What you will do >> In full and without change, transcribe the records below.

[Saved entries]
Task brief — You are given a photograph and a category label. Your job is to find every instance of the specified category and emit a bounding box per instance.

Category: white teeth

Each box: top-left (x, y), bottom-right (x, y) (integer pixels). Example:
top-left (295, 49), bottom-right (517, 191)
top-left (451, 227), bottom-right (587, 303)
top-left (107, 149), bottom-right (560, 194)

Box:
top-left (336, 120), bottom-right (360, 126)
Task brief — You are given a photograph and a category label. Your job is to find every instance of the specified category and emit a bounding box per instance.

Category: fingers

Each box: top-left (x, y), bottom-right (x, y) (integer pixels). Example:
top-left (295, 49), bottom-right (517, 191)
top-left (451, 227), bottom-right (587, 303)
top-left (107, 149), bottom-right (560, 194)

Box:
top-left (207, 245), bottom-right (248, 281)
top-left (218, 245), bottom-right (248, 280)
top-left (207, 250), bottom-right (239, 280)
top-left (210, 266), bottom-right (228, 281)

Result >>
Task brief — You are given a photograph and a category label. Your job is to find every instance of the specified category and emit a bounding box per instance.

Category: white teeth

Each box: top-left (x, y), bottom-right (x, y) (integer pixels). Example:
top-left (295, 49), bottom-right (517, 191)
top-left (451, 227), bottom-right (587, 303)
top-left (107, 149), bottom-right (560, 194)

Box:
top-left (336, 120), bottom-right (360, 126)
Task brief — You are given a photograph and a category label. Your job is to find every instance of the specified category and emit a bounding box per instance.

Category: fingers

Each box: top-left (x, y), bottom-right (x, y) (integer pixels). Example:
top-left (295, 49), bottom-right (517, 191)
top-left (451, 227), bottom-right (587, 303)
top-left (107, 149), bottom-right (560, 194)

Box:
top-left (207, 245), bottom-right (248, 281)
top-left (218, 245), bottom-right (248, 280)
top-left (207, 250), bottom-right (239, 280)
top-left (210, 266), bottom-right (228, 281)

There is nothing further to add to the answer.